-- WORK TO COMPLETE --
In the entries below, find the line with "Give the mask of the person" and print exactly every line from there up to and including the line with "Query: red and black flag", with no other lines.

-- EXERCISE MATERIALS --
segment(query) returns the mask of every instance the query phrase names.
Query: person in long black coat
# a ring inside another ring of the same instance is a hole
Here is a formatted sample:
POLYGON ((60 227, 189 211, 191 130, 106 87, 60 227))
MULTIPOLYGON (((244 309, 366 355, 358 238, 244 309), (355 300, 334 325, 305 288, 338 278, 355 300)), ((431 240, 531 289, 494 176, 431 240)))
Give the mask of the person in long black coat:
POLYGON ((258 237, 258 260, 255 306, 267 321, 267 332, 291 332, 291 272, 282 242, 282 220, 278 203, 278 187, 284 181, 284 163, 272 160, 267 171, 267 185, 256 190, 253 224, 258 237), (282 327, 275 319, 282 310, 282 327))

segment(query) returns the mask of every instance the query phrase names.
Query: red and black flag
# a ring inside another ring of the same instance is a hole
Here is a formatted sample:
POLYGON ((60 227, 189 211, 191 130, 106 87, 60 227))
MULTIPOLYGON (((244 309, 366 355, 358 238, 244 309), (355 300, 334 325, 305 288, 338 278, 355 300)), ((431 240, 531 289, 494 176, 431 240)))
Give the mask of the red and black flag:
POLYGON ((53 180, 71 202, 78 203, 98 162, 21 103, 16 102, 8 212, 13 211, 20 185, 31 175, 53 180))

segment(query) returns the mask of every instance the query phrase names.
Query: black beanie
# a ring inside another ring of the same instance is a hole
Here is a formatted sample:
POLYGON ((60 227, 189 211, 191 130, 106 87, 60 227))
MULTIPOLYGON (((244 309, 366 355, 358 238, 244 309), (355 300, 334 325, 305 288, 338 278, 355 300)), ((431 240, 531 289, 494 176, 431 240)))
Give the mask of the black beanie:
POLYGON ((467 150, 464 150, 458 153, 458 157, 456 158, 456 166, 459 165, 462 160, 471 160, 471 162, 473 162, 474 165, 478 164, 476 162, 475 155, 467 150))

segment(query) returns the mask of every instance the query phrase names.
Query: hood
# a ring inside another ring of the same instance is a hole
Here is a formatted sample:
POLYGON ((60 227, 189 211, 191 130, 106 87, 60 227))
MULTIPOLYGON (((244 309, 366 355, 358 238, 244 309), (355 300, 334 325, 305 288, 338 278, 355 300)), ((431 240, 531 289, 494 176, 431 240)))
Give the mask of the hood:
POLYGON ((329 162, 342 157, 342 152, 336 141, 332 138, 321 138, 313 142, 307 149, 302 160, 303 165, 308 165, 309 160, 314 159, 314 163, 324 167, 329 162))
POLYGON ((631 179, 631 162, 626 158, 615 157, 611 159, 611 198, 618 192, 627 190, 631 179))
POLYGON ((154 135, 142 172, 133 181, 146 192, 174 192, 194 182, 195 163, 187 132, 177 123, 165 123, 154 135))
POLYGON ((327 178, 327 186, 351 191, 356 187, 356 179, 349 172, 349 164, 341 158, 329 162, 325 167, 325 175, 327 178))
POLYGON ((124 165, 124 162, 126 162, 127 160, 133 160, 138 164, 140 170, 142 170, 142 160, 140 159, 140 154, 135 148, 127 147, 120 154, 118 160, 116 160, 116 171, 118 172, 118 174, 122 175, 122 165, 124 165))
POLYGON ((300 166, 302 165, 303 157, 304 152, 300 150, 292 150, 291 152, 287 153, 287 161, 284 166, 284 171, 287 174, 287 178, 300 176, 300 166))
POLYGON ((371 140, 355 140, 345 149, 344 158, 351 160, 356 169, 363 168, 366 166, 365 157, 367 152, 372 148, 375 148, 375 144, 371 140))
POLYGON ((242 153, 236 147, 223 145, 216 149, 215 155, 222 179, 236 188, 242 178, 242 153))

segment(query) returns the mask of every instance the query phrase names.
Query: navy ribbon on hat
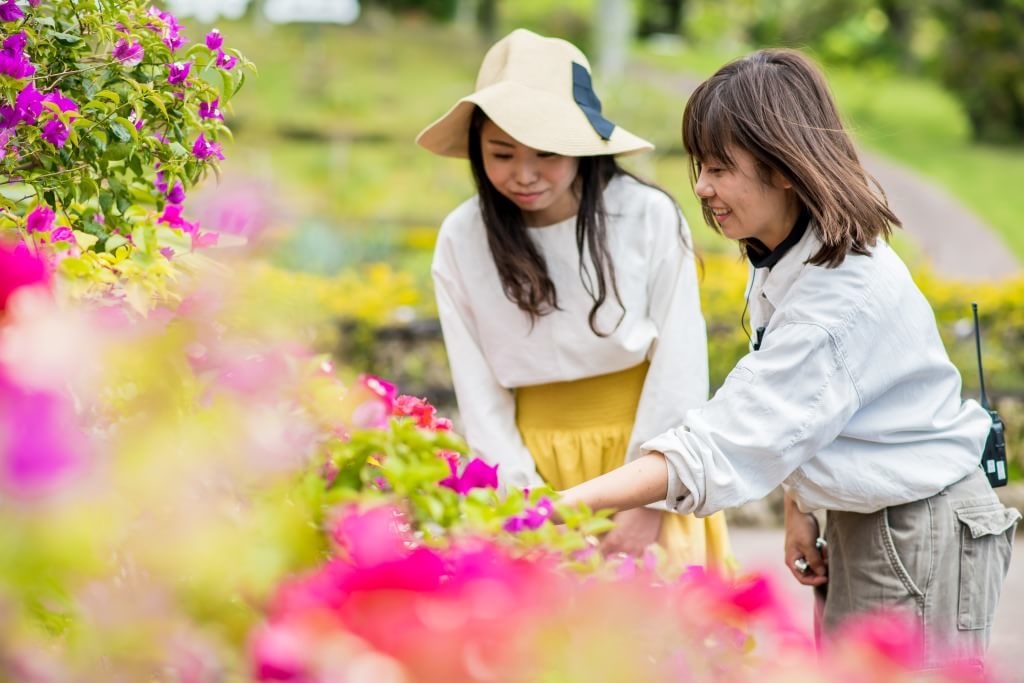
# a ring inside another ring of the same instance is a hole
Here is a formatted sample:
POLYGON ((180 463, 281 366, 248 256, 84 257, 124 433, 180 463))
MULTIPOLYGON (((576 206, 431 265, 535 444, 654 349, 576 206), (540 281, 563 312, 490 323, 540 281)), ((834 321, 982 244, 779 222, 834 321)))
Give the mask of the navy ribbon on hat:
POLYGON ((594 92, 590 72, 577 62, 572 63, 572 98, 586 114, 587 120, 601 139, 610 139, 615 124, 601 115, 601 100, 597 99, 597 93, 594 92))

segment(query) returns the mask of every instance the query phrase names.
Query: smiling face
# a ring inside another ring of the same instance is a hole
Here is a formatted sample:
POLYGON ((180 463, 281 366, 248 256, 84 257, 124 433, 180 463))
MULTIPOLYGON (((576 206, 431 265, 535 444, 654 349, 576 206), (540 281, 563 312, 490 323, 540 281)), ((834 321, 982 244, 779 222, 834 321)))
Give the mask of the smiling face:
POLYGON ((480 148, 487 179, 522 210, 528 226, 551 225, 576 215, 577 157, 527 147, 490 120, 480 127, 480 148))
POLYGON ((757 239, 775 249, 800 215, 792 185, 777 171, 767 180, 754 157, 730 146, 732 163, 701 159, 694 192, 707 206, 722 234, 729 239, 757 239))

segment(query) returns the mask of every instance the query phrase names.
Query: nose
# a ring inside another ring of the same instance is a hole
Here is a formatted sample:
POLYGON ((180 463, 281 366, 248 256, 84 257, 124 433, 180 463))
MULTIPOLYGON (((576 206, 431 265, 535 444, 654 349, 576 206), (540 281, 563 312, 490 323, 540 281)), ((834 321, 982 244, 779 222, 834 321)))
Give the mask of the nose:
POLYGON ((707 199, 715 194, 715 188, 708 181, 707 172, 703 168, 697 176, 697 182, 693 184, 693 193, 701 199, 707 199))
POLYGON ((530 185, 537 179, 537 164, 533 159, 519 159, 514 168, 516 182, 530 185))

-- REPLY --
Give the mask of the person in long black coat:
POLYGON ((258 237, 258 260, 255 306, 267 321, 267 332, 291 332, 291 272, 282 242, 282 220, 278 203, 278 187, 284 181, 284 163, 272 160, 267 171, 267 185, 256 190, 253 224, 258 237), (282 327, 275 319, 282 310, 282 327))

segment(query) returns the mask of every instance the query phrase names.
Query: red and black flag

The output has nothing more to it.